*Given exercise*.
Reproduce the data exactly and drop any pictures it holds.

==============================

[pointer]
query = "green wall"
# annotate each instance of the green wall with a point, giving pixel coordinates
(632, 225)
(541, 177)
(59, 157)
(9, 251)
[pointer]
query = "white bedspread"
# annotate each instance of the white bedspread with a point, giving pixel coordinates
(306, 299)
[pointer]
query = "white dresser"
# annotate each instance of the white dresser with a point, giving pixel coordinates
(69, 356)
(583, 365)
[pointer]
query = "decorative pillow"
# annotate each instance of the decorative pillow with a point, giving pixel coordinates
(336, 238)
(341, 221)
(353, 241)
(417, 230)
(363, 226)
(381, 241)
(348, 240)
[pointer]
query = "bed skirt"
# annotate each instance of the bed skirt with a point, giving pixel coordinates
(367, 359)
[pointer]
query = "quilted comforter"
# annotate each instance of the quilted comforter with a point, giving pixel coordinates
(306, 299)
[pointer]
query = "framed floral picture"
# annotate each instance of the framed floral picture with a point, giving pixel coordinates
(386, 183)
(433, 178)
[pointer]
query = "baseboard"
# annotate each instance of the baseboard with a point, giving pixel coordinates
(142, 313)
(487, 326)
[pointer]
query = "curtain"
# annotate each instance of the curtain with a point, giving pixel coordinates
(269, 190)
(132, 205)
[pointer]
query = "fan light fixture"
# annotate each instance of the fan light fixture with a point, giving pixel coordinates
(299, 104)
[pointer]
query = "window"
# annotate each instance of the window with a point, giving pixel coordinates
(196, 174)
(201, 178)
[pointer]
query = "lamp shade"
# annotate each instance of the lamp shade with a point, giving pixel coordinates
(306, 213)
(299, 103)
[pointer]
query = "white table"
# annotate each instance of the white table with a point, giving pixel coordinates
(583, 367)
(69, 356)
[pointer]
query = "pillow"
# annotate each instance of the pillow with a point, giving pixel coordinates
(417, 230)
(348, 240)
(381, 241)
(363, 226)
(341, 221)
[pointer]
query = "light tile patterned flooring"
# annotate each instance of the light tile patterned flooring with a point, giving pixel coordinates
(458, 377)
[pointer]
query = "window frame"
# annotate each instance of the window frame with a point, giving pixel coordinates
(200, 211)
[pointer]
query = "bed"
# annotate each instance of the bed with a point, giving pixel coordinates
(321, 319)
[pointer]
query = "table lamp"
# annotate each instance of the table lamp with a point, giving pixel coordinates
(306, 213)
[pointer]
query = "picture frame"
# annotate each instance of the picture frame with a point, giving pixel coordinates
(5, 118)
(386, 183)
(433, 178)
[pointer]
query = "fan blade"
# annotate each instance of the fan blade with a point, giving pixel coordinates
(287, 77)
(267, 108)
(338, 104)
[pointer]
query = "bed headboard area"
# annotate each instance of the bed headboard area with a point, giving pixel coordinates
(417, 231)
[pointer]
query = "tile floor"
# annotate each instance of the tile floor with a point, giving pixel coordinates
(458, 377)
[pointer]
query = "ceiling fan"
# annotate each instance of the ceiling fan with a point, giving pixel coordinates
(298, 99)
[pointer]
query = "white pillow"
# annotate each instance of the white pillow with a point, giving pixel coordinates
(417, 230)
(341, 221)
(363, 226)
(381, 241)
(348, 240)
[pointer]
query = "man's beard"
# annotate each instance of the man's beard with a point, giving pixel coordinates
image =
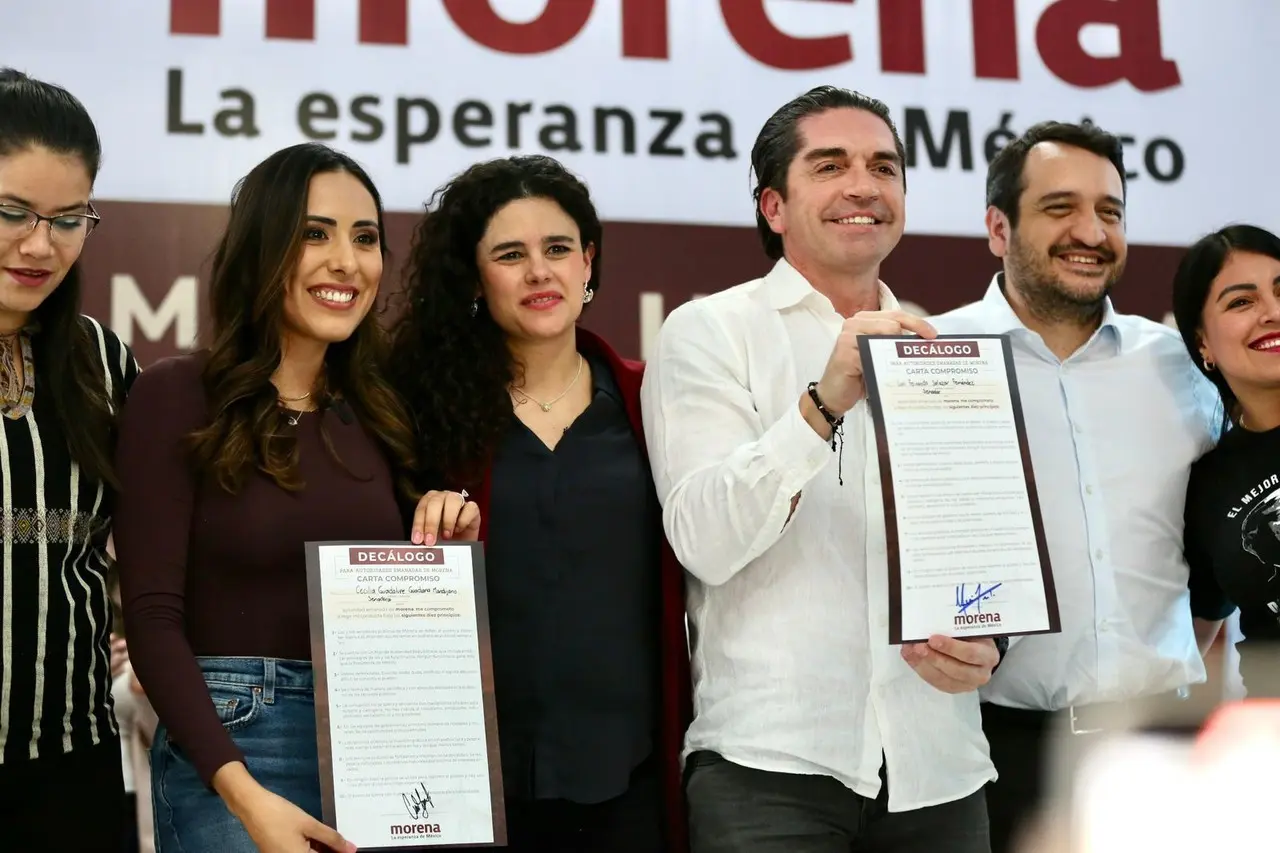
(1045, 293)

==============================

*Finished exercise*.
[pointer]
query = "green wall"
# annotate each instance of the green wall with a point, giving pixel coordinates
(632, 225)
(541, 177)
(59, 157)
(9, 251)
[pointer]
query = "white bedspread"
# annotate each instance of the white bedspread with a point, giving pixel coordinates
(306, 299)
[pointer]
query = "white dresser"
# annotate each instance of the white dresser with a point, giving pixel coordinates
(69, 356)
(583, 365)
[pointer]
query = "decorative pillow"
# annotate each instance of the decorative pillow with a point, giving pixel coordinates
(336, 238)
(341, 221)
(353, 241)
(417, 230)
(363, 226)
(381, 241)
(348, 240)
[pointer]
query = "bed skirt"
# annotate each instance of the bed skirt with a point, giving pixel coordinates
(367, 359)
[pointer]
query = "quilted comforter"
# annotate each instance of the quilted comforter with a point, giving pixel coordinates
(306, 299)
[pointer]
query = "framed floral picture"
# annotate each instance of the framed floral picture with a point, giving pixel coordinates
(386, 183)
(433, 178)
[pointer]
query = "baseboard"
# annotate each instance of the baseboard with a point, giving pixel coordinates
(142, 313)
(487, 326)
[pointer]
query = "curtain"
# annotate each instance of the curtain with a point, giving pixel coordinates
(269, 190)
(132, 205)
[pointer]
query = "fan light fixture"
# annotate each instance of the fan light fixture with a point, giving pixel coordinates
(299, 104)
[pointer]
query = "window"
# annotate each instance of the window with a point, giving pixel coordinates
(196, 174)
(201, 178)
[pointer]
query = "lamp shade"
# annotate each instance of the lamp shade with a point, giving pixel coordinates
(306, 213)
(299, 103)
[pointer]
query = "white table"
# annotate each instance of the white table with a point, giving pixel coordinates
(583, 367)
(69, 356)
[pointer]
query = "pillow"
# annotate each instance of the pillow with a point, giving pixel coordinates
(417, 230)
(348, 240)
(381, 241)
(363, 226)
(341, 221)
[pointer]
query = "light tile patterned flooring"
# annotate each instance of the light tile patterned flooring with a point, giving pixel coordinates
(458, 377)
[pointer]
query = "window frame"
# annotate each instance of the window frame with a point, giving pixel coordinates
(200, 211)
[pointer]
query = "bed"
# annotate each instance of the bed with a point, giving pixel coordinates
(321, 319)
[pointer]
query = "table lamp"
# annotate each instance of the table lamp with a point, giving pixel coordinates
(306, 213)
[pointer]
query = "picture frame"
# annotate each instance of the picture frame with a point, giving pixel coordinates
(5, 118)
(386, 183)
(433, 178)
[pointer]
query = "fan blade"
# annotate each instance of the fan blade with a point, giving pixel coordinates
(287, 77)
(267, 108)
(338, 104)
[pointer]
query = "bed headboard area"
# annotate each instance of the bed headboard area with a point, giving pixel coordinates
(417, 231)
[pointer]
query = "tile floor"
# annotate each instance of the tile floor with a point, giving pixel coordinates
(458, 377)
[pointer]
query = "ceiling fan"
# annotate each instance of the ceiling fan with a point, giving pixel coordinates
(298, 99)
[pointer]
query = "white pillow"
# annotate each instance of the white pillow with a point, giving pixel coordinates
(417, 230)
(341, 221)
(363, 226)
(381, 241)
(348, 240)
[pointer]
query = "man's beard"
# annotate each instance of the man's beard with a point, giving pixel coordinates
image =
(1045, 293)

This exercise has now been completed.